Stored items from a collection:

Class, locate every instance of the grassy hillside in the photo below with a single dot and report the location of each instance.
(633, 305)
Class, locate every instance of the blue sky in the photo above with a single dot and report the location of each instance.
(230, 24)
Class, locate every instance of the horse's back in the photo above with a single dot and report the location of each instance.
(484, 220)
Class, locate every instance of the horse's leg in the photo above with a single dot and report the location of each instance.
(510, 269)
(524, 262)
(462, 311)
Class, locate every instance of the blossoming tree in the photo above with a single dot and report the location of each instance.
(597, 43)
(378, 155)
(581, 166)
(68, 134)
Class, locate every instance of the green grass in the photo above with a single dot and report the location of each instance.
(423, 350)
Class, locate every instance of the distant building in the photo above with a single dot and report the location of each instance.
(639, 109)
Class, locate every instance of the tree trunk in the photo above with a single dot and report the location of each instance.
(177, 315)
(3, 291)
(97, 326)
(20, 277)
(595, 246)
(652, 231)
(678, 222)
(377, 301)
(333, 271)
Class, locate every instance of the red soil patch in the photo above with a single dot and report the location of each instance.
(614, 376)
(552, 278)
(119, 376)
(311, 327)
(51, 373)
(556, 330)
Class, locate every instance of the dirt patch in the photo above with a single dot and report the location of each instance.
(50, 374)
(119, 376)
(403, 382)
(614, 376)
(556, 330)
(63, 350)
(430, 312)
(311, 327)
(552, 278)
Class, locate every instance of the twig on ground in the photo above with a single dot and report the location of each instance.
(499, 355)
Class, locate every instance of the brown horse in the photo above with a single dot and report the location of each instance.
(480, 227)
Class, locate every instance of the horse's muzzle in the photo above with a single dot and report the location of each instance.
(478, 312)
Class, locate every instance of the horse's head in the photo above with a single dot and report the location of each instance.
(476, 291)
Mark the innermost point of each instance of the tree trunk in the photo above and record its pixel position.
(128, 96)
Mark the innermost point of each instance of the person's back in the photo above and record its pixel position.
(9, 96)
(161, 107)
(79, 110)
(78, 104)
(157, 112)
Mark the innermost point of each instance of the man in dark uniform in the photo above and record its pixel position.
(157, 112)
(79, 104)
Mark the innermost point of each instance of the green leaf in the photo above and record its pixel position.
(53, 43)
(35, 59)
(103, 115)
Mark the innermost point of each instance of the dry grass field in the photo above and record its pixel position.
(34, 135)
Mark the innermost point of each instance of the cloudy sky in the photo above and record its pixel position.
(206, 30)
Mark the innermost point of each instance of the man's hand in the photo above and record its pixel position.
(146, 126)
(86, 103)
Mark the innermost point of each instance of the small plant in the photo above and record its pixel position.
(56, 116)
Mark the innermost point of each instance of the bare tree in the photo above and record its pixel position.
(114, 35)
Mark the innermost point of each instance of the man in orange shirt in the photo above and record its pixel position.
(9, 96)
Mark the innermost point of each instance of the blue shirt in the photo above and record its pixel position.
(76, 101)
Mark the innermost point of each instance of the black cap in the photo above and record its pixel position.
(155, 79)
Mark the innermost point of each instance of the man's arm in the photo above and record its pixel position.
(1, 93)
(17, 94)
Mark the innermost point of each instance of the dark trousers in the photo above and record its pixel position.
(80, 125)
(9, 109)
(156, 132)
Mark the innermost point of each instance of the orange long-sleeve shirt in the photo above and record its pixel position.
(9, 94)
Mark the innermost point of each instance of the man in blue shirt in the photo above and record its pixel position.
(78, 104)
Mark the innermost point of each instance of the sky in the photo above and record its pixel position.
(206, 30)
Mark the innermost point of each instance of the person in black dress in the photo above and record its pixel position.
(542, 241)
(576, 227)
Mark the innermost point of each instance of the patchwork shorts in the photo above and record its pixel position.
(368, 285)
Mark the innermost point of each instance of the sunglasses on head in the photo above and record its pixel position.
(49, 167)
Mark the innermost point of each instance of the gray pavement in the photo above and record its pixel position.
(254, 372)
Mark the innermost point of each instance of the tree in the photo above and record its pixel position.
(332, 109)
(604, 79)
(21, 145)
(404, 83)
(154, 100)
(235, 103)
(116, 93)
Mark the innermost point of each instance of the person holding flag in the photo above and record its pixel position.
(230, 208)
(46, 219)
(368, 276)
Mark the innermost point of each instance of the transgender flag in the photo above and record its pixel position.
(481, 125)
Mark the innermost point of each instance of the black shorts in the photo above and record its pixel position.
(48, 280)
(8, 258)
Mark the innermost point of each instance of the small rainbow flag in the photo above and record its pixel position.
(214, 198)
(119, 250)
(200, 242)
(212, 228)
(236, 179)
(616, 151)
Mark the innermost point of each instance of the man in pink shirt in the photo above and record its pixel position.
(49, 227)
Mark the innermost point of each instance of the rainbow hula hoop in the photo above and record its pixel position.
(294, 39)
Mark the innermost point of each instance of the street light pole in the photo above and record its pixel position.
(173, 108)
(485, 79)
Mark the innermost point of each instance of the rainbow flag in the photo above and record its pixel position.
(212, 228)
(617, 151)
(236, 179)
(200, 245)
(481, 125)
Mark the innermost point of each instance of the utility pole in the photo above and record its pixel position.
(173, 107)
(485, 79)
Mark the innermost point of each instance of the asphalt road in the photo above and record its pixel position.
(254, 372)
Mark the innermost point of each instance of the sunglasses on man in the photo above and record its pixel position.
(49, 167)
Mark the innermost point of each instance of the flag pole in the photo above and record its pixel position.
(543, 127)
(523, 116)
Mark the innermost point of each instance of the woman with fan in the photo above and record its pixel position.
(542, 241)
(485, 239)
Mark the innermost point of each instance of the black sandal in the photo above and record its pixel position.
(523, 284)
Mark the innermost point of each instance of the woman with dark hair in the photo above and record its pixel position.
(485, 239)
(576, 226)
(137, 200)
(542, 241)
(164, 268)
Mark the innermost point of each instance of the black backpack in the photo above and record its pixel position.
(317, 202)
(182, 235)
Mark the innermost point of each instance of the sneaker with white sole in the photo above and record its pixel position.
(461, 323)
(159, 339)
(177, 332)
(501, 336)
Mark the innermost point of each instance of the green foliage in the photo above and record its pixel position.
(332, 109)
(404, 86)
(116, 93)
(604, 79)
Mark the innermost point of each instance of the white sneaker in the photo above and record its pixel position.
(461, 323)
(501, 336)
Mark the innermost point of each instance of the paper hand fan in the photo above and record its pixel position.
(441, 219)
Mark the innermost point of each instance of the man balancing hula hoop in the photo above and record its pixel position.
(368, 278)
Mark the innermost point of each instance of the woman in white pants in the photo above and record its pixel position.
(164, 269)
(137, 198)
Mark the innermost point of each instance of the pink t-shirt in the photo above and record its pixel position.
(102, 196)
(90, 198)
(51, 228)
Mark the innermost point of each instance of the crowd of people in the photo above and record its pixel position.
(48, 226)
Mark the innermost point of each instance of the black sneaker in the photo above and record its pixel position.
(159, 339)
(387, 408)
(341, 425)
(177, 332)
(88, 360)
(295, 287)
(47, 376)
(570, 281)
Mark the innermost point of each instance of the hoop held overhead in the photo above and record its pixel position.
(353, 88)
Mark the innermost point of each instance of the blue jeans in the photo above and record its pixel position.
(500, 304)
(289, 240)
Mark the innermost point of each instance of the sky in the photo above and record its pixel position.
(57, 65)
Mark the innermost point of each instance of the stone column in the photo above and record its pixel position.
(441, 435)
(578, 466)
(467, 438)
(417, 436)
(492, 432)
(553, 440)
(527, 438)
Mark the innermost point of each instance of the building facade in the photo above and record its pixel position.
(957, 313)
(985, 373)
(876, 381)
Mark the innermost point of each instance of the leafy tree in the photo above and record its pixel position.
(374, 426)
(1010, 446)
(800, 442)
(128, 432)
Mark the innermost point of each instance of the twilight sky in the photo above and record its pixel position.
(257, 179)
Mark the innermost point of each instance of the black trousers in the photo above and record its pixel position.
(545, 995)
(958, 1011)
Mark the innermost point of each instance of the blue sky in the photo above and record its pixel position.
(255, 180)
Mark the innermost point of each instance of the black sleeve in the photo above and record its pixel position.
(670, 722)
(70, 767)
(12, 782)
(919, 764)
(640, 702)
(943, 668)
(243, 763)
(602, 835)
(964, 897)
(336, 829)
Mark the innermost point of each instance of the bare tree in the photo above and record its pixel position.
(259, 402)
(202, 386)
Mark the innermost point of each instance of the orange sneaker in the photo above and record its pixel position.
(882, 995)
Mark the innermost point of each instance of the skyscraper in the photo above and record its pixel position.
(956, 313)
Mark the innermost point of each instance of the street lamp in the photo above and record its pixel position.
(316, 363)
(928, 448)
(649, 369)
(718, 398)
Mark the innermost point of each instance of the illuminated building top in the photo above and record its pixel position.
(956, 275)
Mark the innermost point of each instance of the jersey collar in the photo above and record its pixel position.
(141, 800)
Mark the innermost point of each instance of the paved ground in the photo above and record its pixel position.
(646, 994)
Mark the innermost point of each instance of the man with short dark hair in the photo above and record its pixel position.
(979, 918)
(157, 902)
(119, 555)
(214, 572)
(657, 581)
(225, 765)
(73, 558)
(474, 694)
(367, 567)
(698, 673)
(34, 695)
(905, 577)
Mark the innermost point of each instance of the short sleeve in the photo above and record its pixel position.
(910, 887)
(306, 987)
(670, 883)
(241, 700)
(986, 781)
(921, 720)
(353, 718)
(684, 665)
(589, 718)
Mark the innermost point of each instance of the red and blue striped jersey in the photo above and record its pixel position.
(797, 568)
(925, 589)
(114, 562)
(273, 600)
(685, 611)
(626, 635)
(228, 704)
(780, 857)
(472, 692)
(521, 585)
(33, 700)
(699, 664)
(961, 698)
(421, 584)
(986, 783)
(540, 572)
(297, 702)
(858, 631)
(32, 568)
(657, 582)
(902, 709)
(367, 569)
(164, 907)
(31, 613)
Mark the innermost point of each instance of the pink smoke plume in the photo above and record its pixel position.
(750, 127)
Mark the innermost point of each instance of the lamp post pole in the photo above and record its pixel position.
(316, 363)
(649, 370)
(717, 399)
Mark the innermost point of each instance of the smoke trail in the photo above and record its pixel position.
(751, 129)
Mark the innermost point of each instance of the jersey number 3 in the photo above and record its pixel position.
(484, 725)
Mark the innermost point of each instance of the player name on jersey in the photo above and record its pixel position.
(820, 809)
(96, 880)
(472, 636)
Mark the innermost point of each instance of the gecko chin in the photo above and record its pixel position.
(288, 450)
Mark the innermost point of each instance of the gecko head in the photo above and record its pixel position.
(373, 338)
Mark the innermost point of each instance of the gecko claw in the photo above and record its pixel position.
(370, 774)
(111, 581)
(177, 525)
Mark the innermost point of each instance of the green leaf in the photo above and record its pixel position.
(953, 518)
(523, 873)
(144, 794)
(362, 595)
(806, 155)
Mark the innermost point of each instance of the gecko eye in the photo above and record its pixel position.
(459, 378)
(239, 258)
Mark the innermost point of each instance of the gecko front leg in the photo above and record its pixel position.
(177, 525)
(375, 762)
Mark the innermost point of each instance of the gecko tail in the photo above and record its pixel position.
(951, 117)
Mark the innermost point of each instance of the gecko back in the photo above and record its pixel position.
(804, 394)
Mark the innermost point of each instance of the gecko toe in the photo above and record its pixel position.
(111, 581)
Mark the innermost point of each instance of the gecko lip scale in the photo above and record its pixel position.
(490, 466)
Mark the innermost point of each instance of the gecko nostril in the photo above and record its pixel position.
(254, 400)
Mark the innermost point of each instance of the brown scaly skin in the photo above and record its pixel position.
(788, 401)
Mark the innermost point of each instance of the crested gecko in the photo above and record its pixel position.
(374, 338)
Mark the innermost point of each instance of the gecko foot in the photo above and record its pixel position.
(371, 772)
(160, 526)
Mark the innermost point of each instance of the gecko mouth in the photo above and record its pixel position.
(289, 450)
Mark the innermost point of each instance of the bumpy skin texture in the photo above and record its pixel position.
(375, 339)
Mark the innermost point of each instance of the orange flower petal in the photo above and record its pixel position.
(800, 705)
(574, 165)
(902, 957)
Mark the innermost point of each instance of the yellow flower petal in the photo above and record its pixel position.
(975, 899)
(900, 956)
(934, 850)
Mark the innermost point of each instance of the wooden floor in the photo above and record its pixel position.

What you should do: From the line containing "Mark the innermost point of each instance of the gecko back" through the last line of the entries above, print each line exactly as it stands.

Task output:
Mark the innermost point of each instance of the gecko back in the photo above and record its pixel position.
(804, 394)
Mark the innermost point of each instance of the gecko toe in the photo above and record its pixel position.
(111, 581)
Mark the innermost point of each instance of the gecko lip scale in the photo above and record its pixel position.
(490, 466)
Mark the innermost point of each instance of the gecko nostril in the photo above and record its pixel position.
(254, 400)
Mark the innermost point of each instance of the brown scaly skin in the photo above and record its pixel position.
(788, 401)
Mark the innermost point of each instance of the crested gecko in the photo above and record its pixel position.
(374, 338)
Mark the innermost point of each instance of the gecko foot in the photo above and record its pixel position.
(371, 772)
(160, 526)
Mark the innermost point of each instance of the gecko mouth in the photo above and record its pixel position.
(289, 450)
Mark the innermost point of each instance of the bumpy skin texture in the photo above and record its pixel position.
(375, 339)
Mark the innermost point of each instance of the orange flower petal in the photo above and record its pixel position.
(800, 705)
(574, 165)
(902, 957)
Mark the innermost point of each instance of the yellow flower petal in the photo above and record its pixel position.
(975, 899)
(900, 956)
(934, 850)
Mark the innermost point of each instance of the wooden floor in the photo above and record its pixel position.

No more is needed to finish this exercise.